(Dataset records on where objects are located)
=====

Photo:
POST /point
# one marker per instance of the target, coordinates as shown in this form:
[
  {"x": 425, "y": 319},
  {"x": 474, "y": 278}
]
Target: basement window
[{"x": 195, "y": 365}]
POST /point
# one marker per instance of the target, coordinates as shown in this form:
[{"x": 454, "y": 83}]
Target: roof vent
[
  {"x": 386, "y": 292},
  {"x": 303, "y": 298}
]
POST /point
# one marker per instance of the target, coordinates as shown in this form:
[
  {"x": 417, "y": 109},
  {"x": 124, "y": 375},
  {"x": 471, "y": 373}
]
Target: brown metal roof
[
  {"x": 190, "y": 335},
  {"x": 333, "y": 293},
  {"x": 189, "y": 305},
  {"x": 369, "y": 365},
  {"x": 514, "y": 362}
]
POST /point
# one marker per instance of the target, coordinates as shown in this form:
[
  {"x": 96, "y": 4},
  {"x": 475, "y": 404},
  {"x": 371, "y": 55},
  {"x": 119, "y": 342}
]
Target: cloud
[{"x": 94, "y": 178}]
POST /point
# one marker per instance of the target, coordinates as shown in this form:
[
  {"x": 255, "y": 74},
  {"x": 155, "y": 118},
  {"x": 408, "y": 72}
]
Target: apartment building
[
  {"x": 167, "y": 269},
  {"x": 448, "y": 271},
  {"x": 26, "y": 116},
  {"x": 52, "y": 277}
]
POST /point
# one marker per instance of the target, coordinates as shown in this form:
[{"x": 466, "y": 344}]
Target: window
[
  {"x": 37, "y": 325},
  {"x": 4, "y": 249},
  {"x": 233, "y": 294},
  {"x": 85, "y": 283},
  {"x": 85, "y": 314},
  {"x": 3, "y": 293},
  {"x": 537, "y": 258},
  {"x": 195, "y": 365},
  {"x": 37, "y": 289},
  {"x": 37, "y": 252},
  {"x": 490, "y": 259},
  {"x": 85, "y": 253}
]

=====

> [Exercise prompt]
Find every line in the listing above that contains the word "roof" and copy each one. Matching is case-sensitive.

> [Solution to the exercise]
Target: roof vent
Target: brown metal roof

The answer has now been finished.